REQUIRED TASK 1
How many lines of the listing below contain the word "woman"? Count them and reply with the number only.

EXCERPT TO READ
---------------

Richard L. Saunders Jr., author of Merging Lines: American Railroads, 1900–1970, described the 1950s and 1960s as the crying towel era.
Despite a booming economy, much of the railroad industry was managing only to survive.
Railroads had more track capacity than they needed for the business they had, particularly in the eastern United States. Mergers could bring about economies of scale and eliminate parallel routes and redundant service facilities.
Among the earliest mergers was the October 17, 1960, union of the Erie Railroad and the Delaware, Lackawanna & Western Railroad, which gave rise to the Erie Lackawanna Railroad.
On February 4, 1963, the Chesapeake & Ohio Railway took control of the Baltimore & Ohio Railroad. They shared a common management but continued to operate under their own identities. The C&O won control of the B&O by besting the New York Central System, which had approached the C&O and B&O about a three-way merger in 1959.
Rebuffed by the C&O, in 1961, the NYC resumed merger talks with its chief rival, the Pennsylvania Railroad. The two had announced in 1957 that they were contemplating merging, but those efforts had been called off in 1958. After years of regulatory and legal review, the PRR-NYC merger was consummated on February 1, 1968, as the Penn Central Transportation Company.
The New York, Chicago & St. Louis Railroad (also known as Nickel Plate Road) had acquired Ohio-based Wheeling & Lake Erie Railway in late 1949. Fearing a combined PRR and NYC could ruin it, the NKP sought a merger partner. The Norfolk & Western Railway saw the NKP as a conduit to extend its coal-hauling business into the Midwest. The merger took effect on October 16, 1964, and also involved the N&W acquiring the Akron, Canton & Youngstown Railroad.
The EL was a combination of struggling companies. The Erie had traditionally been the weakest of the Chicago–New York carriers. Within three years of forming, the EL was on the verge of financial collapse.
In 1967, the Interstate Commerce Commission ordered the N&W to acquire the EL. N&W management feared that absorbing the EL might bring the N&W down, so it minimized that risk by forming a holding company (Dereco) to oversee the EL.
N&W viewed the EL as hopeless. It had too much track, too much debt, a declining traffic base, high New Jersey taxes, high labor costs, and an unprofitable New York City commuter operation. The EL gamely sought to offer quality service, but bad track and a lack of money hindered its success.

---------------

REQUIRED TASK 2
Repeat the railroad mergers passage above word for word, starting at "The New York, Chicago" and ending at "of financial collapse.".

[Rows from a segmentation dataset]
---------------

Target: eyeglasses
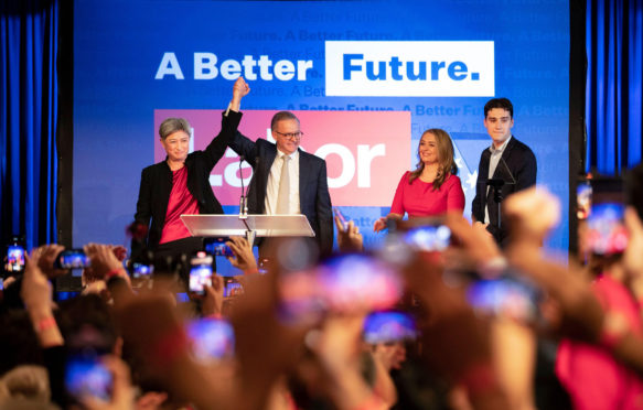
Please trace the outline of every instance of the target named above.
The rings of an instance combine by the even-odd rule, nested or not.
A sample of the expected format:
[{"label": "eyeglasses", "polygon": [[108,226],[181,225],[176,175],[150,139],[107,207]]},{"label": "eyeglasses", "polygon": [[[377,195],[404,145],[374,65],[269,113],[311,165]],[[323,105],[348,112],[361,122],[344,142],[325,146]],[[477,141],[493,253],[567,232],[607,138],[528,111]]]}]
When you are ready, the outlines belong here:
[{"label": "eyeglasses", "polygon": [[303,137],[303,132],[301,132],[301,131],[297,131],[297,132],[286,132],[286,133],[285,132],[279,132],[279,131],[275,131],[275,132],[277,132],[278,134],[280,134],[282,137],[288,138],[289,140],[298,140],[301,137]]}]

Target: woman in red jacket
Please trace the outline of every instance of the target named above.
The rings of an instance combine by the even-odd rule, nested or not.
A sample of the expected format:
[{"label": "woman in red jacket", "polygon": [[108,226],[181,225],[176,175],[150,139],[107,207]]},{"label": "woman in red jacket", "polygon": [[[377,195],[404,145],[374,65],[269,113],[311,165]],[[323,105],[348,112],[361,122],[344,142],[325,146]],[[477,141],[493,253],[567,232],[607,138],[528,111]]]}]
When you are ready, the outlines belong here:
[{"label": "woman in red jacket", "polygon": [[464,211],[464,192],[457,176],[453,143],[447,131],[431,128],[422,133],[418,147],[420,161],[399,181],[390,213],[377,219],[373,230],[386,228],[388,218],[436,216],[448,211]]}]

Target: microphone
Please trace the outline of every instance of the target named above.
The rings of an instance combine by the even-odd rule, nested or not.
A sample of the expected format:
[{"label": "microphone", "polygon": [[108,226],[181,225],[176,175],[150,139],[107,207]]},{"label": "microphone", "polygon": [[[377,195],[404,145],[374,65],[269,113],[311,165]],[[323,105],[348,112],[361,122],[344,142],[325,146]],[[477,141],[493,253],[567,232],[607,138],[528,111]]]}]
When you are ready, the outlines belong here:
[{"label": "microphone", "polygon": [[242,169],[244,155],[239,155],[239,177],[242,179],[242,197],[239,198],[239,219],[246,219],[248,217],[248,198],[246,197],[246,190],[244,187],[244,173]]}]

---------------

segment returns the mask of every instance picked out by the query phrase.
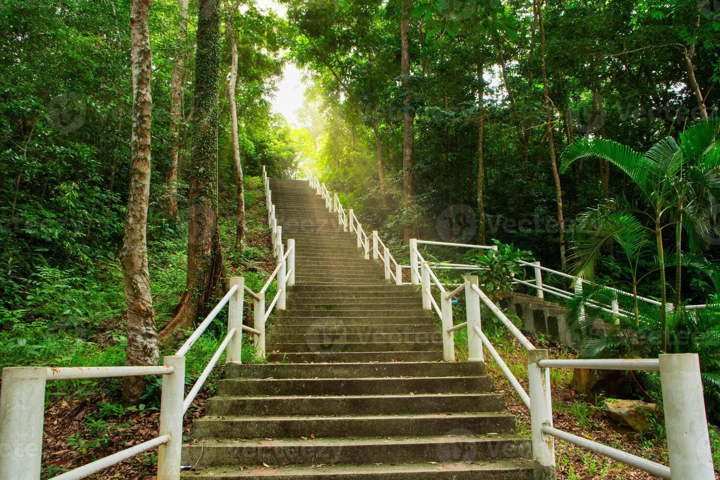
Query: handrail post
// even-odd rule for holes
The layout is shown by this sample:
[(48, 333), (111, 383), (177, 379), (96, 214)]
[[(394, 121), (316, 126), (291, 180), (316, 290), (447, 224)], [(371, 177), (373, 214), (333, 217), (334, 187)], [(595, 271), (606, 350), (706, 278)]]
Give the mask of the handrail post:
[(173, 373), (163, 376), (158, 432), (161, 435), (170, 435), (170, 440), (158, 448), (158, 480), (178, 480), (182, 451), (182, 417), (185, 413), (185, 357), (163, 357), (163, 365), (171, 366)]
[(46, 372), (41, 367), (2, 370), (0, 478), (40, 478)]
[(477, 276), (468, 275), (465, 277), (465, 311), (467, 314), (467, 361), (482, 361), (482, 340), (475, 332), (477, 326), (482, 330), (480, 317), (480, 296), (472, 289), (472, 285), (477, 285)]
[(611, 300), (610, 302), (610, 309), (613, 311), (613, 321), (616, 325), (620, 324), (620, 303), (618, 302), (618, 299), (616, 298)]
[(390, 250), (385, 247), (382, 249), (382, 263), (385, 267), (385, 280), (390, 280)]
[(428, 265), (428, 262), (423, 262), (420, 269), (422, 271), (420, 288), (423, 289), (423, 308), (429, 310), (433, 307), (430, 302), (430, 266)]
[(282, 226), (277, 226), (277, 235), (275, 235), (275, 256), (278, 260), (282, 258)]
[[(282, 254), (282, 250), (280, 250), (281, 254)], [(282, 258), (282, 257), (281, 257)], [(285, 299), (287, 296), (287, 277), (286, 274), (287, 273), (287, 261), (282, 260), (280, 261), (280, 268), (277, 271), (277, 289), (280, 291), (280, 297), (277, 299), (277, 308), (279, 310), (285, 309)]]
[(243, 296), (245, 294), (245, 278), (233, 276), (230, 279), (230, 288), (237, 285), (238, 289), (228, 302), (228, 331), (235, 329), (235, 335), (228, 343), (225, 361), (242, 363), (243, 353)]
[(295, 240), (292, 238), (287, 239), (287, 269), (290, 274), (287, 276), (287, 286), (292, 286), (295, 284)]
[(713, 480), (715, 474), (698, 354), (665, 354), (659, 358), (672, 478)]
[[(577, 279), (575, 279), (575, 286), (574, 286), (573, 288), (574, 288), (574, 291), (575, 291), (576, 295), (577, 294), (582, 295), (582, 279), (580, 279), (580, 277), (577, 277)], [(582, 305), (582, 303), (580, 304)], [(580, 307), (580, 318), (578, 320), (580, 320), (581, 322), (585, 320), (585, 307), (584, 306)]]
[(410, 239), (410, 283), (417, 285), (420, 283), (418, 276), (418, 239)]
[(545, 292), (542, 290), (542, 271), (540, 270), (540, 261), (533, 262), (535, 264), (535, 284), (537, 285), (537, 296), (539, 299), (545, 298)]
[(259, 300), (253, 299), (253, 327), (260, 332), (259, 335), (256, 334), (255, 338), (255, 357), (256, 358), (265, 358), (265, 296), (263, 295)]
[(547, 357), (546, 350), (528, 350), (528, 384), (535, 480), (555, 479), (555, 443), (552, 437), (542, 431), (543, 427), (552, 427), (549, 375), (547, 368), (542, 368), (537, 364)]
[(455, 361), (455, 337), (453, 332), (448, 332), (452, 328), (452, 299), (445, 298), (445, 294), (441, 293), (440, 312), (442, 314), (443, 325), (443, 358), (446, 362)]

---------------

WORKED SOLUTION 1
3

WORKED SOLUTION 2
The New York, Chicago & St. Louis Railroad (also known as Nickel Plate Road) had acquired Ohio-based Wheeling & Lake Erie Railway in late 1949. Fearing a combined PRR and NYC could ruin it, the NKP sought a merger partner. The Norfolk & Western Railway saw the NKP as a conduit to extend its coal-hauling business into the Midwest. The merger took effect on October 16, 1964, and also involved the N&W acquiring the Akron, Canton & Youngstown Railroad.
The EL was a combination of struggling companies. The Erie had traditionally been the weakest of the Chicago–New York carriers. Within three years of forming, the EL was on the verge of financial collapse.